» **DOCUMENT SECTION**
◆ ◆ ◆ ◆ ◆ ◆ ◆

The 1960 Detroit Titans football team represented the University of Detroit as an independent during the 1960 NCAA University Division football season. Detroit outscored its opponents by a combined total of 181 to 136 and finished with a 7–2 record in its second year under head coach Jim Miller.

After losing the season opener to Iowa State, the Titans won seven games in a row, including victories over Cincinnati (14-0), Boston College (19-17), Marquette (32-12), and Villanova (13-7). The season ended with a 43-15 loss to Michigan State in East Lansing.

The team's statistical leaders included Jerry Gross with 886 passing yards and 343 rushing yards, Steve Stonebreaker with 416 receiving yards, and Ted Karpowicz with 30 points scored.

◆ ◆ ◆ ◆ ◆ ◆ ◆

» **PROBLEM A**
From the football season text, list every opponent that it names.

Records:
◆ ◆ ◆ ◆ ◆ ◆ ◆

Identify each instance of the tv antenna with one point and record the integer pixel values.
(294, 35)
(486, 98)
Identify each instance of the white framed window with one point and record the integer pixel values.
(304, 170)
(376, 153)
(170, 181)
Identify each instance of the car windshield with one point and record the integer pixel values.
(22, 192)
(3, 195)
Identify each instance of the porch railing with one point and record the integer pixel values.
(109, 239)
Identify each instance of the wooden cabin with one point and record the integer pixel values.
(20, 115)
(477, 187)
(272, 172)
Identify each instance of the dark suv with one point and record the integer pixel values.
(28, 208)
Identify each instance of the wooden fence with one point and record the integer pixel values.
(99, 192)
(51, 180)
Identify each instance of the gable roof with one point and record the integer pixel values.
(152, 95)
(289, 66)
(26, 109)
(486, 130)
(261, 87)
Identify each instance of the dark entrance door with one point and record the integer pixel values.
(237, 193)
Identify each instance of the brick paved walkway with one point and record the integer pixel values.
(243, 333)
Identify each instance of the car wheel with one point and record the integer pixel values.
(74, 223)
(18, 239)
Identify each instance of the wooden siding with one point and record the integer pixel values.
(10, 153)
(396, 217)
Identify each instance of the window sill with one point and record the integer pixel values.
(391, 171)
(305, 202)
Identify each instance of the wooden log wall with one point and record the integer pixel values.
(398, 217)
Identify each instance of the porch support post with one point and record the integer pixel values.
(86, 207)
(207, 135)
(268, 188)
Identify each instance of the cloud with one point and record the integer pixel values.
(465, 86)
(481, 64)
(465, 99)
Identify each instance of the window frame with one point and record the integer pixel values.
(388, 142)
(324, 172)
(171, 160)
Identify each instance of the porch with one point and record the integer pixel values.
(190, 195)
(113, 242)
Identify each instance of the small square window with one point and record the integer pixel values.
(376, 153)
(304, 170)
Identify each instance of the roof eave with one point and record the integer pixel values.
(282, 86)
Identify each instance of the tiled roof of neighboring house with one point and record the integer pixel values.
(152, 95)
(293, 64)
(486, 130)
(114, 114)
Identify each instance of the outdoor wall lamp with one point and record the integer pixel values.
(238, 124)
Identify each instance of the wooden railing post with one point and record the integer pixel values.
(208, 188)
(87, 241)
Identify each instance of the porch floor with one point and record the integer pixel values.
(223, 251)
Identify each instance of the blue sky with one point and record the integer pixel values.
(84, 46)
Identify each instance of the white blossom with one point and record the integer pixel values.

◆ ◆ ◆ ◆ ◆ ◆ ◆

» **PROBLEM B**
Write out the lines of the listing from the line containing "Identify each instance of the outdoor" through the final line of the listing, copying them unchanged.

» **COMPLETE RESPONSE A**
Iowa State, Cincinnati, Boston College, Marquette, Villanova, and Michigan State

» **COMPLETE RESPONSE B**
Identify each instance of the outdoor wall lamp with one point and record the integer pixel values.
(238, 124)
Identify each instance of the wooden railing post with one point and record the integer pixel values.
(208, 188)
(87, 241)
Identify each instance of the porch floor with one point and record the integer pixel values.
(223, 251)
Identify each instance of the blue sky with one point and record the integer pixel values.
(84, 46)
Identify each instance of the white blossom with one point and record the integer pixel values.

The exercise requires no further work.